Source data
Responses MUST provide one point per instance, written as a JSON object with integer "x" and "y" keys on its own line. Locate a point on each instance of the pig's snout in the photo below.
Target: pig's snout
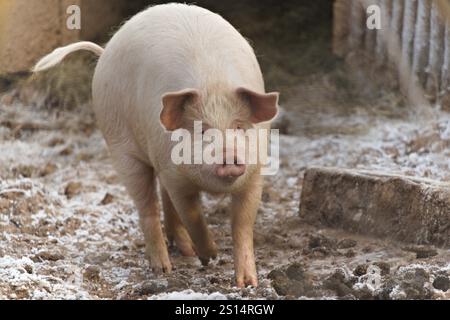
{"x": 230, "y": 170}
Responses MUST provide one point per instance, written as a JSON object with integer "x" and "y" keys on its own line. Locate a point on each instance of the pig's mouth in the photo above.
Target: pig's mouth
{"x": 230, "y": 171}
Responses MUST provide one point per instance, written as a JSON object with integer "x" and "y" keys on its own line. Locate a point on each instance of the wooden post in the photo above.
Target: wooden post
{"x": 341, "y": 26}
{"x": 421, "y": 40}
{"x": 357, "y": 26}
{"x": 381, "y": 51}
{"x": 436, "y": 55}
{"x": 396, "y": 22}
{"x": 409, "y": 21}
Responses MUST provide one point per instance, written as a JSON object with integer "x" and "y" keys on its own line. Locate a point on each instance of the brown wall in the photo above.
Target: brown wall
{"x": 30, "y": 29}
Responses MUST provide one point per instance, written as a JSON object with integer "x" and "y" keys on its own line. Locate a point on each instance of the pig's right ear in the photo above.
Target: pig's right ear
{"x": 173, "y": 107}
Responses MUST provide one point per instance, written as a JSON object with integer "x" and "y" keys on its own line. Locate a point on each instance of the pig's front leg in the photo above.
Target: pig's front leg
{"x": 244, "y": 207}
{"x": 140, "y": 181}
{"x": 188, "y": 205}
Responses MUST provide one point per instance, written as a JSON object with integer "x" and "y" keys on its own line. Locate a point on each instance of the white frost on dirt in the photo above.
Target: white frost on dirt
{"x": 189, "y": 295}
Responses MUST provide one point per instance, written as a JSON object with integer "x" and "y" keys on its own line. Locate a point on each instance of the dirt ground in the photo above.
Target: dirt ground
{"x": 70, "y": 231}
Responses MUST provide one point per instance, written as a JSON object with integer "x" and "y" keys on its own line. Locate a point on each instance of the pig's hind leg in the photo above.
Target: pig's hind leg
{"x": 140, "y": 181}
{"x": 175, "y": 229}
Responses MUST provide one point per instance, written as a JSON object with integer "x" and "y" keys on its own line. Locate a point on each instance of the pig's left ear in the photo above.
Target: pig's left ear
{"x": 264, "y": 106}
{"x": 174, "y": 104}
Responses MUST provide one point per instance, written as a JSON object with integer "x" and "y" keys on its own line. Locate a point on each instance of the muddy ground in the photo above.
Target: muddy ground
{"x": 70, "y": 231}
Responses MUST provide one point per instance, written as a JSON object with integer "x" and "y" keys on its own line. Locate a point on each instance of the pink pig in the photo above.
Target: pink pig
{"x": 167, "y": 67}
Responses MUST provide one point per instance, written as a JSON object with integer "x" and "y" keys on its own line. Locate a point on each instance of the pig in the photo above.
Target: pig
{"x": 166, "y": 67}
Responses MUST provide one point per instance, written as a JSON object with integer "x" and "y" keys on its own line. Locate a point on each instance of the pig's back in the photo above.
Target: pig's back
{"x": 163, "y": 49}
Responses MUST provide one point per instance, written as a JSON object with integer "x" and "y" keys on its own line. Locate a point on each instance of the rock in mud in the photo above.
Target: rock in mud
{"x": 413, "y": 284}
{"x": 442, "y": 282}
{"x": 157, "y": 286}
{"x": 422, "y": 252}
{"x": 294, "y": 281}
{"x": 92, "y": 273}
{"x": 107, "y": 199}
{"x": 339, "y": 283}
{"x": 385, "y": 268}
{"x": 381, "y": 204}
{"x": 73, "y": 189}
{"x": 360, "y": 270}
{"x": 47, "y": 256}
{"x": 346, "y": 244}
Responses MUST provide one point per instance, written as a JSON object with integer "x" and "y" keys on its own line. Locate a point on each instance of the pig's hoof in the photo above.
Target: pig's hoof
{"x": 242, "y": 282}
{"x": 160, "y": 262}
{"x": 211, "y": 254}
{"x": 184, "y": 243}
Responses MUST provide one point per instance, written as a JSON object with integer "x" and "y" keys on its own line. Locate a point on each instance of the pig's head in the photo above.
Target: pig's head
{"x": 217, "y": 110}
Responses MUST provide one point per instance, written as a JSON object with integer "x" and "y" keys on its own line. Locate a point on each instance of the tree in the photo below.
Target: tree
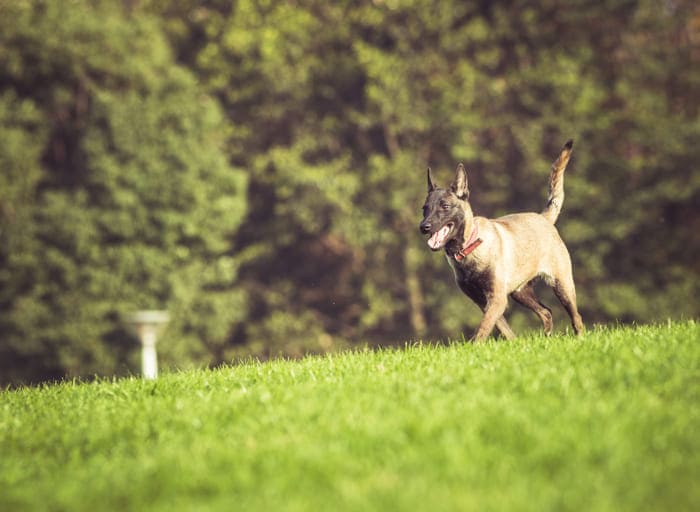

▶ _What to work on_
Return each line of the data, keeping its wording exact and omitting pictures.

▶ _Answer_
Responses MUST provide one point per instance, written as a JSON object with integer "x" and "y" keys on its own line. Locate a point on each instance of the pig's snout in the photo below.
Target: pig's snout
{"x": 230, "y": 170}
Responses MUST provide one point per instance, written as a JSON object with integer "x" and "y" keys on its own line. Locate a point on each instance of the pig's mouth in the photo above.
Target: pig's mouth
{"x": 230, "y": 171}
Responses MUST provide one point per instance, written as a JSON object with integer "x" and "y" keys on its own line. Locate a point on each instance of the wooden post in the photo above.
Target: wooden post
{"x": 341, "y": 26}
{"x": 421, "y": 40}
{"x": 357, "y": 26}
{"x": 381, "y": 51}
{"x": 436, "y": 55}
{"x": 396, "y": 22}
{"x": 409, "y": 21}
Responses MUST provide one point per instance, written as a JSON object with integer "x" and "y" keys on its own line. Locate a point on each instance of the brown wall in the photo above.
Target: brown wall
{"x": 30, "y": 29}
Responses MUST provide one point per instance, written as a JSON object with integer "x" and "y" keys on its own line. Locate a point on each instance of the pig's right ear in the photo above.
Target: pig's right ear
{"x": 173, "y": 107}
Responses MUST provide one point per instance, written as a JSON object with integer "x" and "y" keys on its own line. Locate a point on each instance of the pig's front leg in the photo above.
Target: pig's front leg
{"x": 244, "y": 207}
{"x": 140, "y": 181}
{"x": 188, "y": 205}
Responses MUST provide one point per instance, written as a JSON object with integer "x" and "y" keys on its own line. Locate a point on each instance of the white frost on dirt in the photo above.
Target: white frost on dirt
{"x": 189, "y": 295}
Responses MUST provide one point per instance, written as a JSON object with integer "x" and "y" keys on its own line. Locate a point on each instance of the dirt ground in the photo above.
Target: dirt ground
{"x": 70, "y": 231}
Responses MUST provide one point per instance, written as a JSON object with integer "x" and "y" keys on its own line. Locate a point on each instance of the pig's hind leg in the photo above.
Target: pig's hind leg
{"x": 140, "y": 181}
{"x": 175, "y": 229}
Responses MUST provide one point per instance, written as a JSON object with integer "x" and "y" keys on its own line. Locate a point on each instance of the pig's left ear in the photo above.
Target: pig's left ear
{"x": 264, "y": 106}
{"x": 174, "y": 104}
Responses MUST provide one point per instance, written as a JSON object with integer "x" and "y" keys on its own line. Locate a point on each instance of the muddy ground in the photo above.
Target: muddy ground
{"x": 70, "y": 231}
Responses MUST provide one point per instance, written as a JSON object with integer "x" and "y" keys on its own line. Locate a point on each instance of the pink pig in the photo above.
Target: pink pig
{"x": 167, "y": 67}
Responses MUST provide one point per instance, written as a JSON object with integer "x" and "y" keys on its own line. Locate a point on each instance of the pig in the photo above.
Target: pig
{"x": 166, "y": 67}
Responses MUST provide one point per instance, written as a JSON object with integer "x" and "y" keys on its own line. Locate a point on each instance of the pig's back in the photo above.
Target: pig's back
{"x": 163, "y": 49}
Responses MUST provide one point per instance, written as a JSON object with integer "x" and "y" keys on its own line. Locate a point on each instance of the rock in mud in the photo above.
Target: rock in mud
{"x": 413, "y": 284}
{"x": 442, "y": 282}
{"x": 157, "y": 286}
{"x": 422, "y": 252}
{"x": 294, "y": 281}
{"x": 92, "y": 273}
{"x": 107, "y": 199}
{"x": 339, "y": 283}
{"x": 385, "y": 268}
{"x": 381, "y": 204}
{"x": 73, "y": 189}
{"x": 360, "y": 270}
{"x": 47, "y": 256}
{"x": 346, "y": 244}
Responses MUST provide one point per instance, written as a JSON object with integer "x" and "y" keys on its own line. Locate a point on each instance of the pig's hoof in the photo above.
Target: pig's hoof
{"x": 242, "y": 282}
{"x": 160, "y": 262}
{"x": 211, "y": 254}
{"x": 184, "y": 243}
Responses MUST provide one point per instance, written as a JSON object with integer "x" and "y" keys on its own line. Locate a point on each instance of the pig's head in the photo above.
Target: pig's head
{"x": 217, "y": 110}
Responses MUST provide one point per instance, written as a JSON object with integer "x" and "y" keys on its own line. Locate a point on each instance of the tree in the photo below.
Target: tree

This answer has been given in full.